- WHAT TO WORK ON -
Please give back only the lines below from the one containing "Expected behaviour: the pointer locates the driftwood" to the one containing "Expected behaviour: the pointer locates the rock", each repeated word for word, both ends included.

Segment Open

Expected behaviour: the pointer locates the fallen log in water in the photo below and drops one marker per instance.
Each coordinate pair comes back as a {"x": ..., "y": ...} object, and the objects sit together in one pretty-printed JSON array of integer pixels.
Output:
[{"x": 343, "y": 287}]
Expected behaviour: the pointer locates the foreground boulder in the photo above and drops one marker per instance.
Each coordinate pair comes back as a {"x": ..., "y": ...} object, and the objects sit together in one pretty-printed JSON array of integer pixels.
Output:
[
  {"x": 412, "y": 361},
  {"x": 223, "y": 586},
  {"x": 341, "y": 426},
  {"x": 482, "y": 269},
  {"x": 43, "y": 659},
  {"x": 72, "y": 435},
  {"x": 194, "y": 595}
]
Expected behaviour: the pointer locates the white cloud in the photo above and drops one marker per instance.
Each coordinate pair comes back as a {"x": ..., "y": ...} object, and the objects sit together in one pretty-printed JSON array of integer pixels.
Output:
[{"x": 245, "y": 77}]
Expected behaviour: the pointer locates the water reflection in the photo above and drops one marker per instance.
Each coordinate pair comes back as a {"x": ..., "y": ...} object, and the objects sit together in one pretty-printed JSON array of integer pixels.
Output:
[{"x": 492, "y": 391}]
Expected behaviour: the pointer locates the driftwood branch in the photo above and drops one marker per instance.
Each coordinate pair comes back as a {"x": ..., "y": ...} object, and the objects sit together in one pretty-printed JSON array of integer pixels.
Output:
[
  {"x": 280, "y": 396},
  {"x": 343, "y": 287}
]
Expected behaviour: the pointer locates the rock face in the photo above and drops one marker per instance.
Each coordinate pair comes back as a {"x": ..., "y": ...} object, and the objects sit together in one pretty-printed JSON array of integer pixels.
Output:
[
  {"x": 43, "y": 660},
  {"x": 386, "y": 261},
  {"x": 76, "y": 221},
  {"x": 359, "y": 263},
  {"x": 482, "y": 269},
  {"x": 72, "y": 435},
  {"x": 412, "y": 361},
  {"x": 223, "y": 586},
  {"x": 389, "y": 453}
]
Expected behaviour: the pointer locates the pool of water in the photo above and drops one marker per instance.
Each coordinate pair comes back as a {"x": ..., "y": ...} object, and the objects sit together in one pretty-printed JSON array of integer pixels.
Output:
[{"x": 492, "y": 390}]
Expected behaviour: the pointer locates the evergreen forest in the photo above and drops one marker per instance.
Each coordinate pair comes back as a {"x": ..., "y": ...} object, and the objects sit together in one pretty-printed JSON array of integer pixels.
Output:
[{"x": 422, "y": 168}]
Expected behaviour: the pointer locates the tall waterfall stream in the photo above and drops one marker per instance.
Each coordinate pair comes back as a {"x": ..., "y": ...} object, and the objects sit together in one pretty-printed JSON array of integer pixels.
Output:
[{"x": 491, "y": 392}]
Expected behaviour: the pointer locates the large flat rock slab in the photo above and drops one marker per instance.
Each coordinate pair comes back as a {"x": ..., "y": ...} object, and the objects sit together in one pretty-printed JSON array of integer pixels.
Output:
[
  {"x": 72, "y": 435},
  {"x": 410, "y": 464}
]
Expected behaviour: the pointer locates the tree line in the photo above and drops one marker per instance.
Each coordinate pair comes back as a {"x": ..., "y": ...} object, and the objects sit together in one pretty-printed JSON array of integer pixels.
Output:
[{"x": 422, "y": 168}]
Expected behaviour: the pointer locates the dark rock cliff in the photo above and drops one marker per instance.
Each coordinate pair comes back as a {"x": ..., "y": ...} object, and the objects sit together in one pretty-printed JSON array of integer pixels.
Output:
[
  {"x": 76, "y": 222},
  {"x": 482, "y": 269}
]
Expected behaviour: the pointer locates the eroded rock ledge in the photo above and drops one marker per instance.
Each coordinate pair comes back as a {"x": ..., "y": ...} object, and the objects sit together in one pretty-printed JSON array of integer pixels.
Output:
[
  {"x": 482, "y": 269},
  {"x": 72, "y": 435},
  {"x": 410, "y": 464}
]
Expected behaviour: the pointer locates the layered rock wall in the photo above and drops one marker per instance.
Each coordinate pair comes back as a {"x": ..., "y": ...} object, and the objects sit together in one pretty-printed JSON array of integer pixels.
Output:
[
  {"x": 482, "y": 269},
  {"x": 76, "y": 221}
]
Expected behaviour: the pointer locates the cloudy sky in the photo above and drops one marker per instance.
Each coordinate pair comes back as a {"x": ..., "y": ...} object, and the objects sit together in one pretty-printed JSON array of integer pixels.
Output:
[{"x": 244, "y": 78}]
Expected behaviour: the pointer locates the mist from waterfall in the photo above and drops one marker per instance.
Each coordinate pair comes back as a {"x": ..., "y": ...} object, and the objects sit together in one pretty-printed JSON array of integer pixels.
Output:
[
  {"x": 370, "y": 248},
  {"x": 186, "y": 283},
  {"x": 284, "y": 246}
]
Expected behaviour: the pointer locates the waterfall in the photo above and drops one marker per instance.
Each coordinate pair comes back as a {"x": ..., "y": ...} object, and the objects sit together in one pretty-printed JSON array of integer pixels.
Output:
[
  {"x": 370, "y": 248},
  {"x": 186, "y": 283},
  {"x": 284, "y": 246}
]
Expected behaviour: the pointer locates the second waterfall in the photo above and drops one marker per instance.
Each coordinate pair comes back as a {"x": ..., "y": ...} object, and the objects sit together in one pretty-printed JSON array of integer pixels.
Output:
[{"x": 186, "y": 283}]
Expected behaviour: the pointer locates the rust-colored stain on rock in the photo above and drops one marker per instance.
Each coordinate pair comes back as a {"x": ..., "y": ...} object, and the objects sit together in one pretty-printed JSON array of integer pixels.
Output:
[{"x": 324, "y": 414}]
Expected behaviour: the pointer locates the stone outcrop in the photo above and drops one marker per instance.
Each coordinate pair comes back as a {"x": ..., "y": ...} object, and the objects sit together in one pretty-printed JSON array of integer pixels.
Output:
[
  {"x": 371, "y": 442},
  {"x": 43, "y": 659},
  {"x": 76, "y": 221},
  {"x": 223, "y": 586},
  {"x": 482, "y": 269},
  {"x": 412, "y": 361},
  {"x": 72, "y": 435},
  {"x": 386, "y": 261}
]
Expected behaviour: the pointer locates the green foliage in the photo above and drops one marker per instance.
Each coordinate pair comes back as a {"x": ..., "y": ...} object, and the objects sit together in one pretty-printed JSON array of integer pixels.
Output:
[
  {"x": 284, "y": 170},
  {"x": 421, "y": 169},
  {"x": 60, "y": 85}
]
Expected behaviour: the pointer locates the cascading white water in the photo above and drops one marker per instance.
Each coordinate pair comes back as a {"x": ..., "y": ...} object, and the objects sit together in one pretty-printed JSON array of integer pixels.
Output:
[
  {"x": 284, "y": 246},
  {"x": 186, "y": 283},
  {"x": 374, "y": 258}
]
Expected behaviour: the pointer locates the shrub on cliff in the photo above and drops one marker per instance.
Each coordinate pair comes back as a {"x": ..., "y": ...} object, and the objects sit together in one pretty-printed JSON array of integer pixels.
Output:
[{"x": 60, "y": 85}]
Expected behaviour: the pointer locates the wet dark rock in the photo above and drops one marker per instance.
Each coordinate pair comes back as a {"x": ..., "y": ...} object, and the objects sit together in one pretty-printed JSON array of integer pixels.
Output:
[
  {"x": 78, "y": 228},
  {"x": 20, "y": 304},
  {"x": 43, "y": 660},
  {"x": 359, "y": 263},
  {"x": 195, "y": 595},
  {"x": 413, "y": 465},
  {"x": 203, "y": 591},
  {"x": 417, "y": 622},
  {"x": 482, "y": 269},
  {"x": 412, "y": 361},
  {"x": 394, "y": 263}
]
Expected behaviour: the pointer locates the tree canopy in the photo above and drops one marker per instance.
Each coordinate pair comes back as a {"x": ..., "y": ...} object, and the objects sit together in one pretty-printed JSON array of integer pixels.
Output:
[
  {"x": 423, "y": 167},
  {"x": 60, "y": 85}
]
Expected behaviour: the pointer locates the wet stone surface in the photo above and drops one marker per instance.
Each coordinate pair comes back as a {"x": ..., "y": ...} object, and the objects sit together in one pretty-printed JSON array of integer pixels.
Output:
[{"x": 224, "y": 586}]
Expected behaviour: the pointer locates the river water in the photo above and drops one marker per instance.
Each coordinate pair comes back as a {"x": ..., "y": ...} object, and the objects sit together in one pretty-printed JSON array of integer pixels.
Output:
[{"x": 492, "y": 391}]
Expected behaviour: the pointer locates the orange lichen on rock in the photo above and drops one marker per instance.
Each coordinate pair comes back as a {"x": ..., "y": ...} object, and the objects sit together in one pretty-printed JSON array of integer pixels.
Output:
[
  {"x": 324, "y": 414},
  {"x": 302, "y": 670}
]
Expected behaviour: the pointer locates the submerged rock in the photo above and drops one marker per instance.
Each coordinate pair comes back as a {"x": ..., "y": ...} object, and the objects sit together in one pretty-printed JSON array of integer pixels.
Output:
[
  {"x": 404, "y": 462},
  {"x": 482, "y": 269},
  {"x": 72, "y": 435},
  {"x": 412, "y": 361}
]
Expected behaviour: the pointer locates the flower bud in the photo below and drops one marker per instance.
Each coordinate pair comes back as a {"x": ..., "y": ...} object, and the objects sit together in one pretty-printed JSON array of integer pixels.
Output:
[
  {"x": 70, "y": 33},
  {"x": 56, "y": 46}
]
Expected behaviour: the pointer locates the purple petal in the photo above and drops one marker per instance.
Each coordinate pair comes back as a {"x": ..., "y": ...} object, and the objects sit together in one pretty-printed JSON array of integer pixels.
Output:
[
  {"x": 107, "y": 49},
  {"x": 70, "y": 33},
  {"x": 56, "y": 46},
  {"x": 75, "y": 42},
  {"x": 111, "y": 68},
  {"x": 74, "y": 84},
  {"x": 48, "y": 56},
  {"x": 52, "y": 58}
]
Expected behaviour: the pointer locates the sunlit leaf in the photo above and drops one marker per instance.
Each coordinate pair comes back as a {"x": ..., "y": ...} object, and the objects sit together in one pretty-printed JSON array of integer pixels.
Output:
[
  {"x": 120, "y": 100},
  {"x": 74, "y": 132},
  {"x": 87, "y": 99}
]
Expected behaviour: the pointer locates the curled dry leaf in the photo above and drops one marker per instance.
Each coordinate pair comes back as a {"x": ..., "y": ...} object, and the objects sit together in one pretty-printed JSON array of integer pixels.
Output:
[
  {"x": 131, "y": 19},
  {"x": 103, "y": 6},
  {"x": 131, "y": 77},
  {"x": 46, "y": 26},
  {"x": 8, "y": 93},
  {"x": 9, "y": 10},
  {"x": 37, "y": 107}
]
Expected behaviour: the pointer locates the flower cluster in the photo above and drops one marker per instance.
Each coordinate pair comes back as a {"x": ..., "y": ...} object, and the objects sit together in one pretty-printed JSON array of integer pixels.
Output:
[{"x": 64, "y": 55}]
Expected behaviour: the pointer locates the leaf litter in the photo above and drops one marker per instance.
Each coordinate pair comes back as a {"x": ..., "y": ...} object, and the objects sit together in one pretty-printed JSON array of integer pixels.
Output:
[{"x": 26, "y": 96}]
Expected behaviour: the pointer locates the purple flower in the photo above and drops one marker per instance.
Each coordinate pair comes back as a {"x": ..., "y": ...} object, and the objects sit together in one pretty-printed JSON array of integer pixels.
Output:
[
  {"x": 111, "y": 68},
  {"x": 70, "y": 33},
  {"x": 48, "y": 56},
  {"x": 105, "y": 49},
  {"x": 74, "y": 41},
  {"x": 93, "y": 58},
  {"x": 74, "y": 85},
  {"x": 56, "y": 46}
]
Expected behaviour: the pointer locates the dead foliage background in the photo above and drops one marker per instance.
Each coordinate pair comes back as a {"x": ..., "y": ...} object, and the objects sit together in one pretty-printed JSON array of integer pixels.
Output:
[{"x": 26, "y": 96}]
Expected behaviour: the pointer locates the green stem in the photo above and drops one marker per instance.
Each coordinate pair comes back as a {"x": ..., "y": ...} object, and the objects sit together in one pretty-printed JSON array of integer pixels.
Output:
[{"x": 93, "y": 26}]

Segment Closed

- TASK SOLUTION -
Expected behaviour: the pointer locates the driftwood branch in the photo above and drops one marker per instance.
Each coordinate pair comes back as a {"x": ..., "y": ...} object, and the objects sit together in one pretty-printed JSON array of integer pixels.
Output:
[
  {"x": 280, "y": 396},
  {"x": 343, "y": 287}
]
Expected behaviour: the pointer locates the rock face in the photo above and drops one marker per instance.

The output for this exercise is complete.